____ Data to process

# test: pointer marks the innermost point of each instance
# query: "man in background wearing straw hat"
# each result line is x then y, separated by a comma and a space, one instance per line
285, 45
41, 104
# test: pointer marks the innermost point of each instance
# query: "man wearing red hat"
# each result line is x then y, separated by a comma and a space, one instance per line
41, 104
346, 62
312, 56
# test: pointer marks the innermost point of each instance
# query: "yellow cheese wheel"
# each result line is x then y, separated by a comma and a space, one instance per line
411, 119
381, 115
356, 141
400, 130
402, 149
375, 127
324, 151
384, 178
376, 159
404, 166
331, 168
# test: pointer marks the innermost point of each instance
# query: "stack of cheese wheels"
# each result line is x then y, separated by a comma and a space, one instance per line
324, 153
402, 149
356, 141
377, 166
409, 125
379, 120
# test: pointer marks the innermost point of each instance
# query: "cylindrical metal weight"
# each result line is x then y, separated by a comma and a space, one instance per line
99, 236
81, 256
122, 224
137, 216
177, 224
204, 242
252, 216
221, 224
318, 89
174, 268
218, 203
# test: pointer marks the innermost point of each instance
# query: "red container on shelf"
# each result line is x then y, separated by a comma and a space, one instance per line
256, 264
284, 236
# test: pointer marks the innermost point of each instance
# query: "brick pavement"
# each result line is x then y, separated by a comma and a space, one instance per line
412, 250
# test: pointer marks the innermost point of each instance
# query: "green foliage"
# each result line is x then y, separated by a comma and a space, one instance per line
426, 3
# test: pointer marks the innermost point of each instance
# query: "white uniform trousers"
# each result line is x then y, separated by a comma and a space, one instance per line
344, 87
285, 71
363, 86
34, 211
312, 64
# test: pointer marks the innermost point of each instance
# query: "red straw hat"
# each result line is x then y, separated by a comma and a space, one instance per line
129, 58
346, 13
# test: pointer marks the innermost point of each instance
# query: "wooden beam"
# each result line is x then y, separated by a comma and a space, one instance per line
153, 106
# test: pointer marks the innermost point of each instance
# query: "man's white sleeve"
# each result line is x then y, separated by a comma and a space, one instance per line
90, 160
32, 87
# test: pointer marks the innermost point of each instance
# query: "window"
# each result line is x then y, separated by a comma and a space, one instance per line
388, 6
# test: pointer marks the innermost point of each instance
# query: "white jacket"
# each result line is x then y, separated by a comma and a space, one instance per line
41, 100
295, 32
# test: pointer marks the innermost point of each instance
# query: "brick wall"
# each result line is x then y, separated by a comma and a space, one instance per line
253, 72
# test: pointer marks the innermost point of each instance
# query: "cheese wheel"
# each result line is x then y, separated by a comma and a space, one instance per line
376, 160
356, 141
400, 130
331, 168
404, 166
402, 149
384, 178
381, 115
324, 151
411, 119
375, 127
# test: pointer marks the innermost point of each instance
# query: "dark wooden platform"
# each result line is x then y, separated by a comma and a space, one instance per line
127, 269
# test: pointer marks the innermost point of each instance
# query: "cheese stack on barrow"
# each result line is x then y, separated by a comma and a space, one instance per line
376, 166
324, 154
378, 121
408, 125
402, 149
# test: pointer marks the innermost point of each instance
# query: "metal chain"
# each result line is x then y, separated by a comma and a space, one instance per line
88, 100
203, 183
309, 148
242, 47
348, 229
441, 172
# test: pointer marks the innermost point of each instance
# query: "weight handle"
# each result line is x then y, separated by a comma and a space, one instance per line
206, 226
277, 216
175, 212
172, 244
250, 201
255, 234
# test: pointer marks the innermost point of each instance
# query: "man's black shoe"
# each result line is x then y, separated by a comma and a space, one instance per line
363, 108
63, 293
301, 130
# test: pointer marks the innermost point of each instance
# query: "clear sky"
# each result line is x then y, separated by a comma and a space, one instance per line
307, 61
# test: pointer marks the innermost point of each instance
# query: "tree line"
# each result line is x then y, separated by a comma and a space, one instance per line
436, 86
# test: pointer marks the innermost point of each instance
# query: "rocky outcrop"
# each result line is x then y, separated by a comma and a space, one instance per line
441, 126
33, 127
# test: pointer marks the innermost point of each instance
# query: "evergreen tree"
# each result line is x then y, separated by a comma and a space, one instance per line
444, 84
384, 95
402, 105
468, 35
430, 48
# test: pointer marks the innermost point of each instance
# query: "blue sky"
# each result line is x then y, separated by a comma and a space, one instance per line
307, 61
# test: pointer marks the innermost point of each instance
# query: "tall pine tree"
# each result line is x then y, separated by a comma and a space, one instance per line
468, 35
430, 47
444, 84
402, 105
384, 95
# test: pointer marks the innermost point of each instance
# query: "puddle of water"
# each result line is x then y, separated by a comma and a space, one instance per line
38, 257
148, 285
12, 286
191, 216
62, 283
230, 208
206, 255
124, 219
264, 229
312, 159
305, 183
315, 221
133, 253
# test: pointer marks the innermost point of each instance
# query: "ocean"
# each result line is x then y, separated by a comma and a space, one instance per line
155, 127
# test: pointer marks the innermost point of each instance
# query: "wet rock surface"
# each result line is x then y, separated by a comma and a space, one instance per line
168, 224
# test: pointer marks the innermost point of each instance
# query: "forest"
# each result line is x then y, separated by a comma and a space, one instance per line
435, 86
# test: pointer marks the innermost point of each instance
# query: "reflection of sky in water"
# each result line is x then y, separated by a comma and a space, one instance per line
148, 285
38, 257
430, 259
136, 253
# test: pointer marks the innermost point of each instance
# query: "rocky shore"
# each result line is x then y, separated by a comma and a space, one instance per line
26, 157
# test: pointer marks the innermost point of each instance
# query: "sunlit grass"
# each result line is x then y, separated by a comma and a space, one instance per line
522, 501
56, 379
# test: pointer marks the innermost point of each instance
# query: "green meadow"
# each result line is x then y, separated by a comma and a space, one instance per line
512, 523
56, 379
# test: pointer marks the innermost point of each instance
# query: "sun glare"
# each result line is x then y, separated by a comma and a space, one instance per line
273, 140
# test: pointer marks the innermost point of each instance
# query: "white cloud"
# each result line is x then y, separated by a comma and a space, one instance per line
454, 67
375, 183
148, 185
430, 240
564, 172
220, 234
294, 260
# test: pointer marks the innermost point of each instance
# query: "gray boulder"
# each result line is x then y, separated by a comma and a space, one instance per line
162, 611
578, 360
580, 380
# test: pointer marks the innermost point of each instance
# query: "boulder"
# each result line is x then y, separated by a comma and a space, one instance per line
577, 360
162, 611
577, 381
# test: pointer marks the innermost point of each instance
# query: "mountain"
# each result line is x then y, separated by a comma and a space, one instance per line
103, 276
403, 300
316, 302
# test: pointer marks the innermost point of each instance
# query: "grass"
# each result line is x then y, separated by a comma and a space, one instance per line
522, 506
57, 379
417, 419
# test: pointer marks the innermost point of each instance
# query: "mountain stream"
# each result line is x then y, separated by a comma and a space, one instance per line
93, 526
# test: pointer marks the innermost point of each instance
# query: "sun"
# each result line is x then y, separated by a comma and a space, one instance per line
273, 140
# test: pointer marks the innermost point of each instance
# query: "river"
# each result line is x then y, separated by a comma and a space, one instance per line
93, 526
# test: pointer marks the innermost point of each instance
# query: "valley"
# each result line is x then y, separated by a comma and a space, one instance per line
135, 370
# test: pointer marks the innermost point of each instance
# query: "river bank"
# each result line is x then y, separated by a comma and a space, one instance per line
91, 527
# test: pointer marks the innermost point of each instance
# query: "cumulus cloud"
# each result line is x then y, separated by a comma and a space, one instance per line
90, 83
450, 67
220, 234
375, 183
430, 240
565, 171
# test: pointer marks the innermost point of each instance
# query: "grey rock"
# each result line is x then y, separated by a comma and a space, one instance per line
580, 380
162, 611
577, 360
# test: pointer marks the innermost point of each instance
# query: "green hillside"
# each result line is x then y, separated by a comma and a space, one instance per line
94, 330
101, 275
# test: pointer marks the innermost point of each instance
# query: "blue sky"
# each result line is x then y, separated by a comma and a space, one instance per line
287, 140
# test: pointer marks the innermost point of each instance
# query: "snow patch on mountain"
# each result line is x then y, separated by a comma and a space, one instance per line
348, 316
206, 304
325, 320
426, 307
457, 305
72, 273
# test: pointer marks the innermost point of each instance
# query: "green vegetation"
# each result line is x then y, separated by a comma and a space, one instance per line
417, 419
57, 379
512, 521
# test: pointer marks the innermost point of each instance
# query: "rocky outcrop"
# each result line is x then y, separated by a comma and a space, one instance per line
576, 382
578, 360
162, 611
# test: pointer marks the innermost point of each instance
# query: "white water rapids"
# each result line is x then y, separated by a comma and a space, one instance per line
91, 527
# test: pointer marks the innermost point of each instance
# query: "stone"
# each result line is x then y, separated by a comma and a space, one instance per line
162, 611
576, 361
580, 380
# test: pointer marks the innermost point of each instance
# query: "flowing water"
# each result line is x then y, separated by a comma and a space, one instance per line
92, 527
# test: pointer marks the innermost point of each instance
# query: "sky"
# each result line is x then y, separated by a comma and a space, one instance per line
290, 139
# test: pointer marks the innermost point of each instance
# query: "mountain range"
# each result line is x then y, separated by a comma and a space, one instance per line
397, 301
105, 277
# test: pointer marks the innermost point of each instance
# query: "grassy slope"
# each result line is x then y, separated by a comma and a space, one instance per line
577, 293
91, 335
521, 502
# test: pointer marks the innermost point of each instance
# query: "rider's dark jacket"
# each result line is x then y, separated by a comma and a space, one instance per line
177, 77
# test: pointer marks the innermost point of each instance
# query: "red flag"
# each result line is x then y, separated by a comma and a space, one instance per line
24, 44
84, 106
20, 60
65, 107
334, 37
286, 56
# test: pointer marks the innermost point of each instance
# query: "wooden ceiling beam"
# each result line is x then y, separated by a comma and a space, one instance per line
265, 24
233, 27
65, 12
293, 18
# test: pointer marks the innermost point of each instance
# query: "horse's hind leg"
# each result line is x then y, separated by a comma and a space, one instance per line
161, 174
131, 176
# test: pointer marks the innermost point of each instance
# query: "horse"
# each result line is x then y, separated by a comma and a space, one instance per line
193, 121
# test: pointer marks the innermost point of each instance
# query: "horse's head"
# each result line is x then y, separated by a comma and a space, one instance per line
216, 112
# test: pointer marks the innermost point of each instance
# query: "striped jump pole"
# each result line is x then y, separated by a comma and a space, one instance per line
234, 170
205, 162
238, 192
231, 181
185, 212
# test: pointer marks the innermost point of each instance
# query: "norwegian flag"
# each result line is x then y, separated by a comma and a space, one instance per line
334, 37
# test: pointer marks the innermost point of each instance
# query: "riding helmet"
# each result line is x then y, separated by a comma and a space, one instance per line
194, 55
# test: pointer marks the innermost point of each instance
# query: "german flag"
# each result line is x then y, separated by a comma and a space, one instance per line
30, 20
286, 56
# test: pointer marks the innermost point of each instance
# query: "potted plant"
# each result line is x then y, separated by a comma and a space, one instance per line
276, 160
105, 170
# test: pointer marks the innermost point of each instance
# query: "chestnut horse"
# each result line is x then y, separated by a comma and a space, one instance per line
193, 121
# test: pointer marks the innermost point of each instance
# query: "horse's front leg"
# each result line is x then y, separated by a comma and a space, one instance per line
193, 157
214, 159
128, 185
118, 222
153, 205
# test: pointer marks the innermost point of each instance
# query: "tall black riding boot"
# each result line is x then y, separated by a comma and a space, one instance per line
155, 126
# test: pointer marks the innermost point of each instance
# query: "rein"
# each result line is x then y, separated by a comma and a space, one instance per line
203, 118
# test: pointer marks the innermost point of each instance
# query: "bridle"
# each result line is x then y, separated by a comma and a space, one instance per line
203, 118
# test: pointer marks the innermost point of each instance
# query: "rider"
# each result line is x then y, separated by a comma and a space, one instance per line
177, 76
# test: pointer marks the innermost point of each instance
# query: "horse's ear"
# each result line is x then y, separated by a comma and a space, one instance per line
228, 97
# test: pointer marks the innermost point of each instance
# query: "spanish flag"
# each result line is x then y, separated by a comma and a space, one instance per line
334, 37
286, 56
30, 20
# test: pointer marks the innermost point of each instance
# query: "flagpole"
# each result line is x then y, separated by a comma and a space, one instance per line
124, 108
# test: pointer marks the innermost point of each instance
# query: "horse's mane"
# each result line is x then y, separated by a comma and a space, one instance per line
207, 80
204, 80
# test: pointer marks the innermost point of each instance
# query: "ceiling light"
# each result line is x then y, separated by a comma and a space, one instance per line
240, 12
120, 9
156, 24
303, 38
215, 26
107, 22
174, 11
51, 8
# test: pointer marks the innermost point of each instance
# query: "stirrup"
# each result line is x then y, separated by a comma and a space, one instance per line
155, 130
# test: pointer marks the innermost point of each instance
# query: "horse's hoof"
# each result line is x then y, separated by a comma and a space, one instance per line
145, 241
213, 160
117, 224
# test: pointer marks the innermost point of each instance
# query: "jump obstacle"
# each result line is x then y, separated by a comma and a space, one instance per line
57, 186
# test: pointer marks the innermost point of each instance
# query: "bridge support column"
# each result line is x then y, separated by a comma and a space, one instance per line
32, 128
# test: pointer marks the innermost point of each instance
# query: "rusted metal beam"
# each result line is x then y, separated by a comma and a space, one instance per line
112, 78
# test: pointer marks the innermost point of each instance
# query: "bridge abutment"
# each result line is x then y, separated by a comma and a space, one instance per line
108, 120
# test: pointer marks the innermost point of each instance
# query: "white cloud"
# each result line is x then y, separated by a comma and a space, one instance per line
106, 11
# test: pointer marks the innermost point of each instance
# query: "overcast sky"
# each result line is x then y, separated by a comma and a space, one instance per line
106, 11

________

- What is required -
Pick out the lines above containing the word "straw", then copy them.

- Reply to the exercise -
# query: "man in background wearing straw hat"
# query: "red straw hat"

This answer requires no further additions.